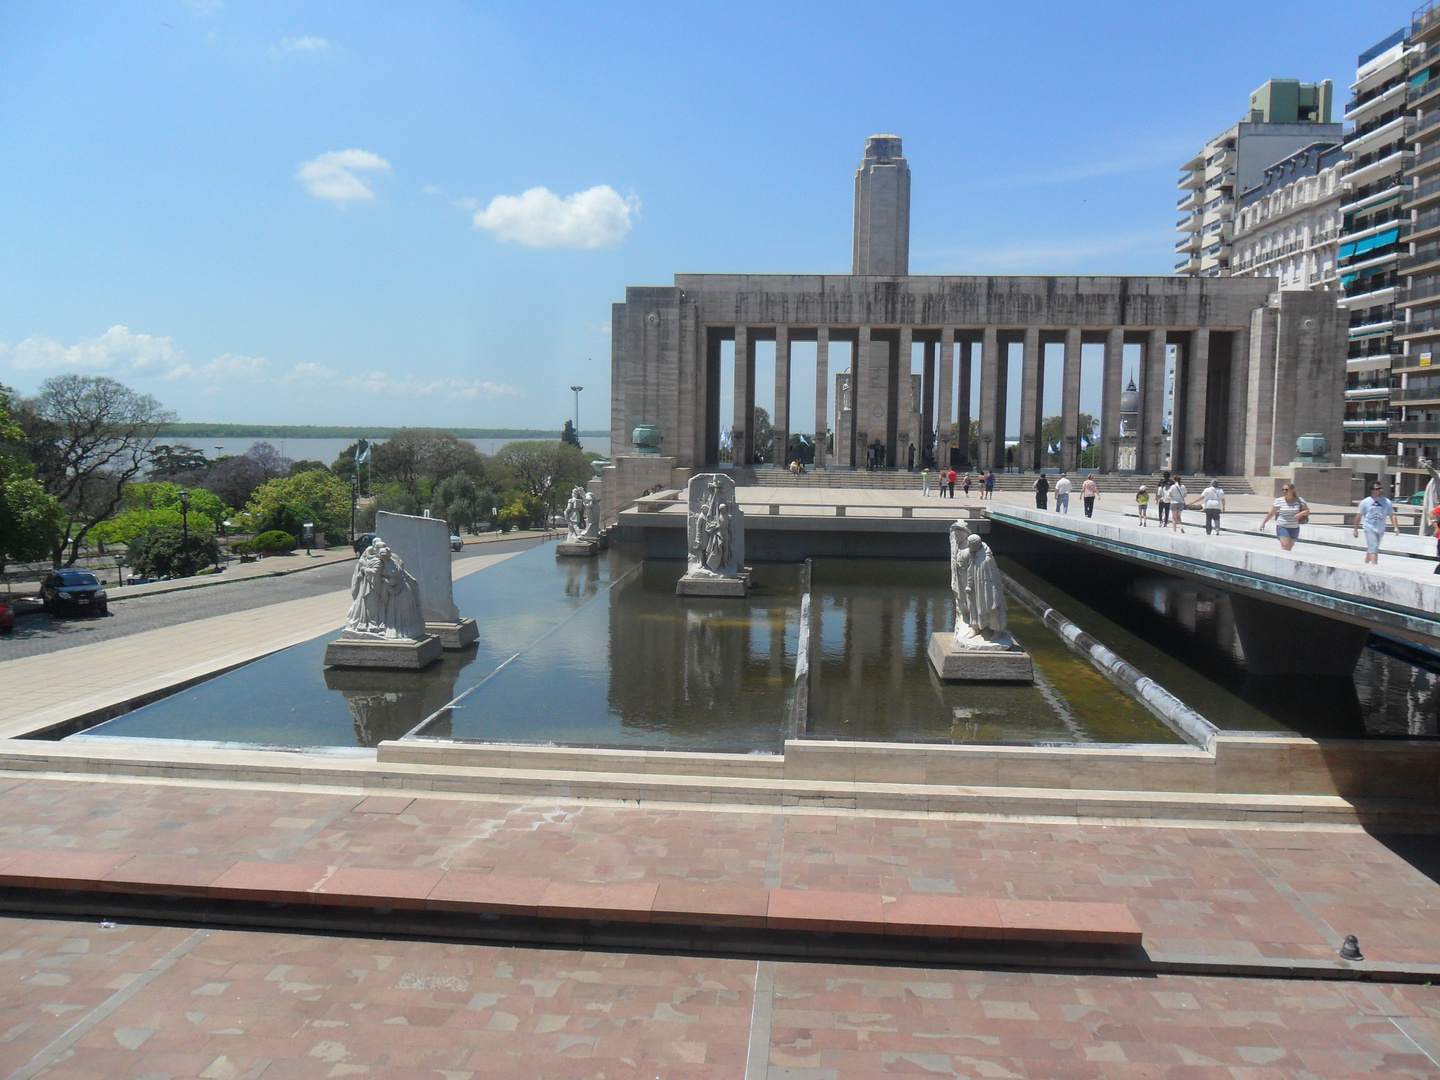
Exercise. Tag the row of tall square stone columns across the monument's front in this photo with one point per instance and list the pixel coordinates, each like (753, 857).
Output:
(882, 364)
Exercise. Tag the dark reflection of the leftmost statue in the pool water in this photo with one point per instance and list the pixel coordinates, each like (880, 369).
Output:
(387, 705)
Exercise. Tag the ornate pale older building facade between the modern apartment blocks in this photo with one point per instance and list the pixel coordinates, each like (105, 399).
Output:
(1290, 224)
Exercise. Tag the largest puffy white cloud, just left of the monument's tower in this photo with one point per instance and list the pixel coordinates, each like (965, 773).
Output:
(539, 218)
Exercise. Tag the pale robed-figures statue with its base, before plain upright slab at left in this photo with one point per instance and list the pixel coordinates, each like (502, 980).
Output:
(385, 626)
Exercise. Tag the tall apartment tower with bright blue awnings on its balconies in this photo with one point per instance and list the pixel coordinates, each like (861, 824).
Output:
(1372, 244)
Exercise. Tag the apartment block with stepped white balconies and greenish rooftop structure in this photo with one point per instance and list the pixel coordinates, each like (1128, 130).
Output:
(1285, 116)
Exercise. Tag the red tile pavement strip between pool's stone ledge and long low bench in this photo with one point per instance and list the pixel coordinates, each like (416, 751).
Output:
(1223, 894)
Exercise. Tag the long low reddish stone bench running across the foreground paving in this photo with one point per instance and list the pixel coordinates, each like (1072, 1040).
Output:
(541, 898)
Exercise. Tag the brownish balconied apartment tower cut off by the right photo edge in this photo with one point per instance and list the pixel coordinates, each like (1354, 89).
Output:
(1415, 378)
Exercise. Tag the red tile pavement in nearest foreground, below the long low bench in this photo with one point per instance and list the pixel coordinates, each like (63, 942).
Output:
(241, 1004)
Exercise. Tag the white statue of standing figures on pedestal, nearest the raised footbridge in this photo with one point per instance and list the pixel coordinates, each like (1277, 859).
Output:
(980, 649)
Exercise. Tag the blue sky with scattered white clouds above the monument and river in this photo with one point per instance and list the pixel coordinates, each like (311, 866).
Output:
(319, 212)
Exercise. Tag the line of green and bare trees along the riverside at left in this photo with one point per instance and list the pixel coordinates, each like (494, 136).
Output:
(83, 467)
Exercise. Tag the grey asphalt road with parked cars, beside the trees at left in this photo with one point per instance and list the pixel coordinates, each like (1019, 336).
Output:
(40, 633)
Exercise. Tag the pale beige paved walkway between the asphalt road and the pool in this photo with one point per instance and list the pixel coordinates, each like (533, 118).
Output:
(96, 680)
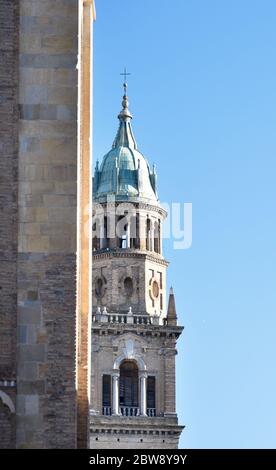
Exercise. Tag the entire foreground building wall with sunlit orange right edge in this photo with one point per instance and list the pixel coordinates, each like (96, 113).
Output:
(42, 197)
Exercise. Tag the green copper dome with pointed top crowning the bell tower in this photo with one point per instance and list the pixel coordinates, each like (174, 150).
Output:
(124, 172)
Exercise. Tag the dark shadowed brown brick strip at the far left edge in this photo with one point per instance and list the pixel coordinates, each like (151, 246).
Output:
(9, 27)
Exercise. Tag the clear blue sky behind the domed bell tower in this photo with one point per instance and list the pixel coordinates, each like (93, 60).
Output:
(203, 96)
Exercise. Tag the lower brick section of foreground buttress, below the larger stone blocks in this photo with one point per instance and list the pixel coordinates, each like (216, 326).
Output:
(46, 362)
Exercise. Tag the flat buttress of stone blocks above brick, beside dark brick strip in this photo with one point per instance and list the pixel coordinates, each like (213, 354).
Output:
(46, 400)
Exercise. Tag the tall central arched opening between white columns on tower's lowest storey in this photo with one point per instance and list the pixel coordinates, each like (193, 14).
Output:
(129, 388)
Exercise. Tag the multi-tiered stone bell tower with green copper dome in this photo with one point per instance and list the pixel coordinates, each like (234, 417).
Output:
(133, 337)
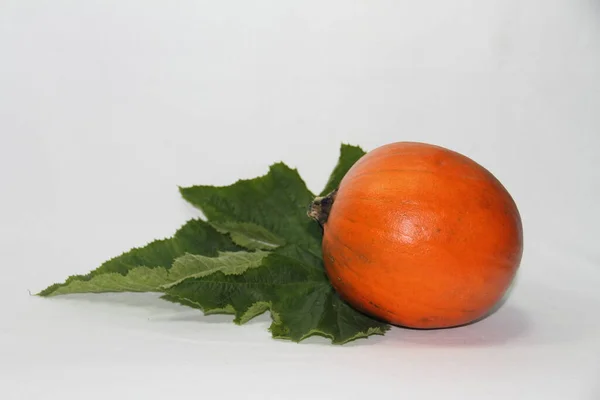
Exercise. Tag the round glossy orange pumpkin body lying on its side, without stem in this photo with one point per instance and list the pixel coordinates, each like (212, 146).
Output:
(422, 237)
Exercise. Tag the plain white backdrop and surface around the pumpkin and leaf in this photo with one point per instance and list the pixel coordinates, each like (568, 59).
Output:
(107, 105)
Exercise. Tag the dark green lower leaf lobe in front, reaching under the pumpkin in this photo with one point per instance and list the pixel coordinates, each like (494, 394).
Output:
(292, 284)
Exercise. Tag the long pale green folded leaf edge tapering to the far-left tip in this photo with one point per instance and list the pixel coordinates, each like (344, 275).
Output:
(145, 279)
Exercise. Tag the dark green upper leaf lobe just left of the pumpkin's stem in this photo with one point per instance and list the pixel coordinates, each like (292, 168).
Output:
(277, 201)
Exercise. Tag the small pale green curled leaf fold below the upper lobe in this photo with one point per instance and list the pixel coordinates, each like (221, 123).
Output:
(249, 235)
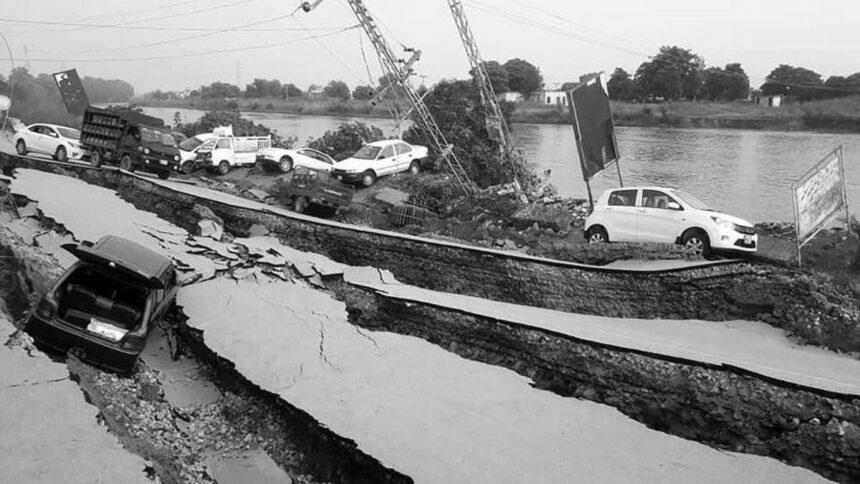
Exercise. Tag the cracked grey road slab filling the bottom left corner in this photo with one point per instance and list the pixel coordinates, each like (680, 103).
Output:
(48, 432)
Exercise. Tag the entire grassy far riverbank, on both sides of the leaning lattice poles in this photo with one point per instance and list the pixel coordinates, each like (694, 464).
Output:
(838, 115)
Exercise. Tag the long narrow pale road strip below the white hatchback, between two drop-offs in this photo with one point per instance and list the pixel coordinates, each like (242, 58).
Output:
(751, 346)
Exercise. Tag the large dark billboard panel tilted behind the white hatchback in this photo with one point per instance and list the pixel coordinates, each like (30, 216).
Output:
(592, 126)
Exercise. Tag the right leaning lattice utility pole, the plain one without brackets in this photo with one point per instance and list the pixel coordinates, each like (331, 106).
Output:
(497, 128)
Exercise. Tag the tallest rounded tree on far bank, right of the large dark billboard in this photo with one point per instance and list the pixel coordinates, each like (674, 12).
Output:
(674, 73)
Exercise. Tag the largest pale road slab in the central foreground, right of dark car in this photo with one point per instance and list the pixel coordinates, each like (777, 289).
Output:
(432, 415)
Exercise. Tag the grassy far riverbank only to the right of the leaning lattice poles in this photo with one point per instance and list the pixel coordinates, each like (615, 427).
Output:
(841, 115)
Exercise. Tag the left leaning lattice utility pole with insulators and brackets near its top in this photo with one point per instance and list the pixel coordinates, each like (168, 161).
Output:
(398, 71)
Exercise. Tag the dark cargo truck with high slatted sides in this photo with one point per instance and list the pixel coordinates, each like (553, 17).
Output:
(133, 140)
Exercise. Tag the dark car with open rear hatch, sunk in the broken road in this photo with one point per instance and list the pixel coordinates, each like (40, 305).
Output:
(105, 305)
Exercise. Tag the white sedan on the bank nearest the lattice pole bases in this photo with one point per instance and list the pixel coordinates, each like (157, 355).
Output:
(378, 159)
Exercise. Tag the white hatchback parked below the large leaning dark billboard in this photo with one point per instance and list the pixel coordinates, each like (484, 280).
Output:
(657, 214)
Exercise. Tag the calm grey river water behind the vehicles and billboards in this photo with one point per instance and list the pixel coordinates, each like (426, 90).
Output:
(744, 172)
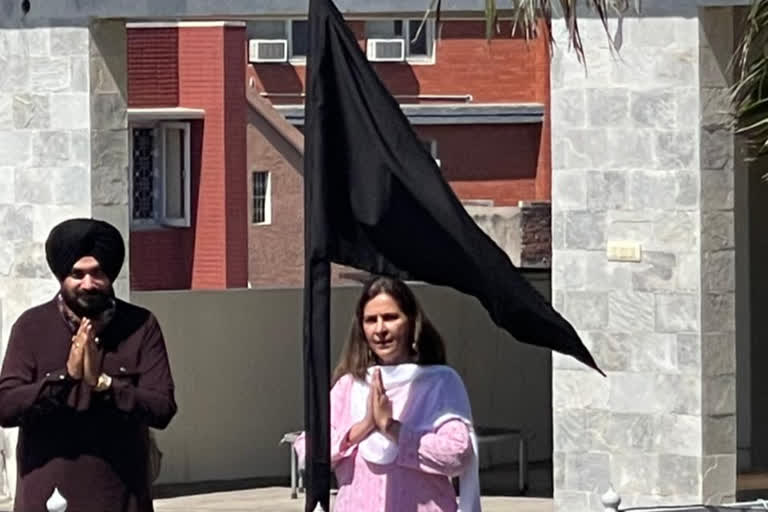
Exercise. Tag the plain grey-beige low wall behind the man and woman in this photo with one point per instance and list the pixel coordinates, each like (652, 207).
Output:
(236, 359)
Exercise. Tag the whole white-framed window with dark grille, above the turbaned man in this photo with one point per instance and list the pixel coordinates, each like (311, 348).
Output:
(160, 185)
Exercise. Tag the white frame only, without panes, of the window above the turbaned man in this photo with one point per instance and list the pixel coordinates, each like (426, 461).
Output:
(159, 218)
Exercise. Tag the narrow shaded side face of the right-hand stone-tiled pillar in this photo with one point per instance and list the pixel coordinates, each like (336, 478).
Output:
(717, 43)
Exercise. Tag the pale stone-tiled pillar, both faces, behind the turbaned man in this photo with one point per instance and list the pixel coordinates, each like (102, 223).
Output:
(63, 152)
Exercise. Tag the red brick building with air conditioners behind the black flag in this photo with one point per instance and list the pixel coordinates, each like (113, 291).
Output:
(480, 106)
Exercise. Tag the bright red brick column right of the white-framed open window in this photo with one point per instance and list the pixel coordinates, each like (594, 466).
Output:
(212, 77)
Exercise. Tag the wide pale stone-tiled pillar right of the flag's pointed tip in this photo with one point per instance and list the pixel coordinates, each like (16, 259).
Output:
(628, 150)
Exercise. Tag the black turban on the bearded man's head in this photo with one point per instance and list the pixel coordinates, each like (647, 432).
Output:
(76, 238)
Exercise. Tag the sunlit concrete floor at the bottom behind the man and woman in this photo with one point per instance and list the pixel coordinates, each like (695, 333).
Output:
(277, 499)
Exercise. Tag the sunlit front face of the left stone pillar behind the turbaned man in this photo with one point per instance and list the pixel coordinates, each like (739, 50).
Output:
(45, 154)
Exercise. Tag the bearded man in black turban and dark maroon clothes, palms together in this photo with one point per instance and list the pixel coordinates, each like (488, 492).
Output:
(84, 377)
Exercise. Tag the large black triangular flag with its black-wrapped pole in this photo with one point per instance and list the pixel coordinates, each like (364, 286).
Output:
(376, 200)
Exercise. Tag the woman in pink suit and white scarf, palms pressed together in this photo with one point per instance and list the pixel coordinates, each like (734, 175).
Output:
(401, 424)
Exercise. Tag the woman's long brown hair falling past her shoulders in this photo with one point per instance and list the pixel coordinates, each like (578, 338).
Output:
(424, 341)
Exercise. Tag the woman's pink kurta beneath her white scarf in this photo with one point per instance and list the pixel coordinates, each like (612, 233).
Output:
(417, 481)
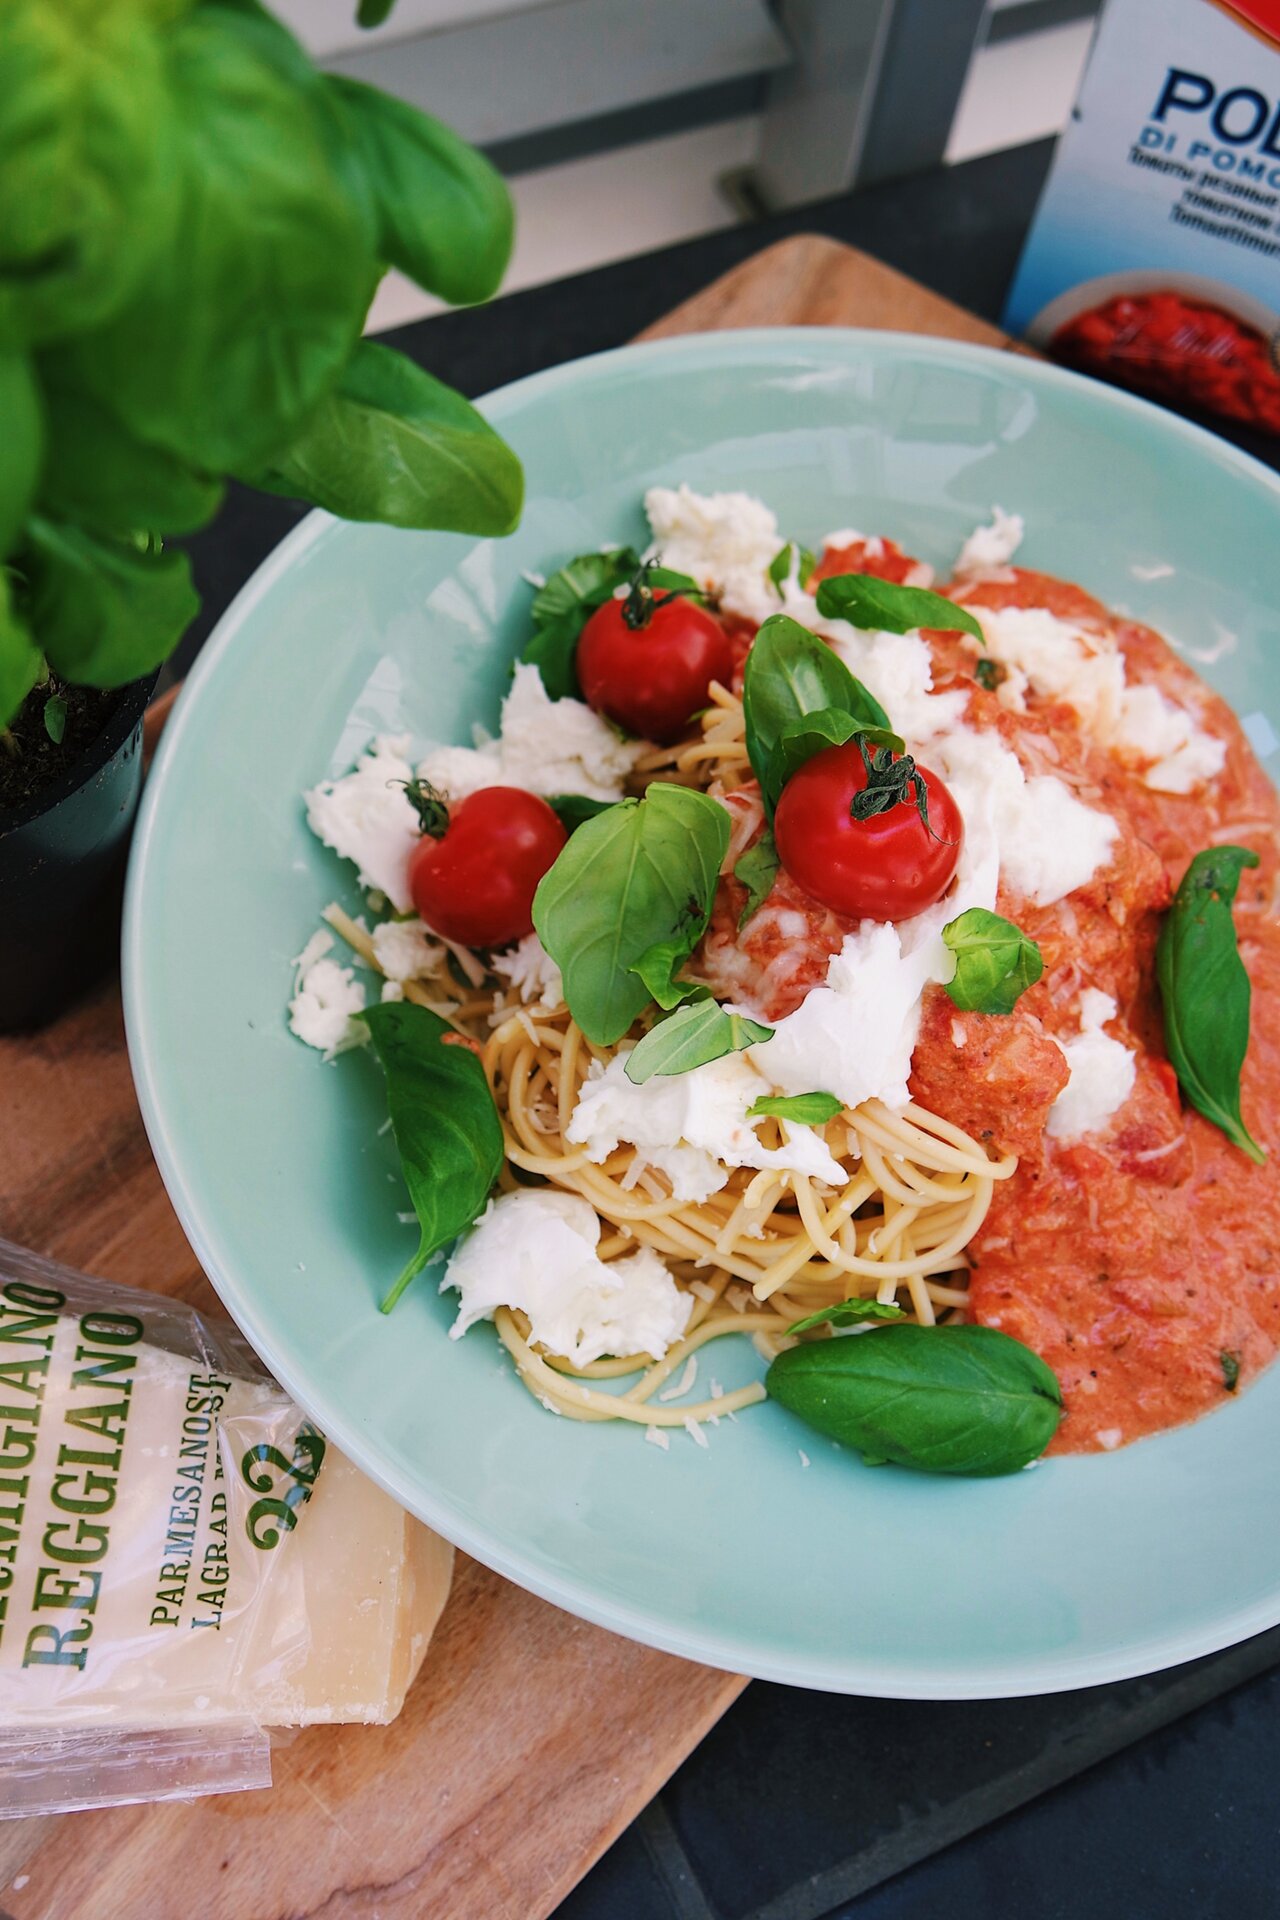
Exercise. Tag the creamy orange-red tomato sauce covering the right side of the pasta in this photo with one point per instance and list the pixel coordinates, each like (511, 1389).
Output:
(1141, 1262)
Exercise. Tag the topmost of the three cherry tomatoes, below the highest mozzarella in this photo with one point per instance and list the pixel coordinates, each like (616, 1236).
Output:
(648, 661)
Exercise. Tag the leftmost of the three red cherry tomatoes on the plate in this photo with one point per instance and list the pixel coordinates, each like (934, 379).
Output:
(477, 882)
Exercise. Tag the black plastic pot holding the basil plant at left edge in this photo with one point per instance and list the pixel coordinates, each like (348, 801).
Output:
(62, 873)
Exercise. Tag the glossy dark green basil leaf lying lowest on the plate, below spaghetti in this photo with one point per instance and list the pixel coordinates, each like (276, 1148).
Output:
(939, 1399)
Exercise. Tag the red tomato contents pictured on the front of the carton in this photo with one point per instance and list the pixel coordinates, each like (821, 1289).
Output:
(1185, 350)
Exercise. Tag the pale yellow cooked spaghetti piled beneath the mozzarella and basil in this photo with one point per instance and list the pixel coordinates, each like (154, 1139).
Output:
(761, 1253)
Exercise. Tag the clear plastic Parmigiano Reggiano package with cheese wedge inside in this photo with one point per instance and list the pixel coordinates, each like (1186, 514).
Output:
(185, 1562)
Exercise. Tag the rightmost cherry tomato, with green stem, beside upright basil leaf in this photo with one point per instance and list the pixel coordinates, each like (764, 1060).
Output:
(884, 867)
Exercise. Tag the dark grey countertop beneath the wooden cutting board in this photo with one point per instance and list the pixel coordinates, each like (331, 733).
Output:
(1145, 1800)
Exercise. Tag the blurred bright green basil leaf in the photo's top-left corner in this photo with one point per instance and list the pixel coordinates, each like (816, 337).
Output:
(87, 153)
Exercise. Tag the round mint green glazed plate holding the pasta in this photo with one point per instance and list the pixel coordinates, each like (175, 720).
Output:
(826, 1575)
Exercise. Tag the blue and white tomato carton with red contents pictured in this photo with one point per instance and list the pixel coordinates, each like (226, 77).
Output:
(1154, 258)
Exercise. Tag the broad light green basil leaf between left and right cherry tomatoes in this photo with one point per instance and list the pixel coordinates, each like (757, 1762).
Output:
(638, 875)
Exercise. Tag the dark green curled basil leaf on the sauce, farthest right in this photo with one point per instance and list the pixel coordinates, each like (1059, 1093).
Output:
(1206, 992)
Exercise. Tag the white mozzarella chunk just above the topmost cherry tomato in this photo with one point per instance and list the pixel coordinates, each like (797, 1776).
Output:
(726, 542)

## Instructions to follow
Copy every line above that holds the word "upright".

## Result of the exercise
Exercise. Tag the pale robed-figures statue with its base, before plain upright slab at left in this photo with one point per instance and list the pixel coordinates, each like (502, 980).
Exercise. Tag the rightmost cherry tomato, with green stem, beside upright basil leaf in this photo with one point per instance and list the pixel coordinates, each like (764, 1060).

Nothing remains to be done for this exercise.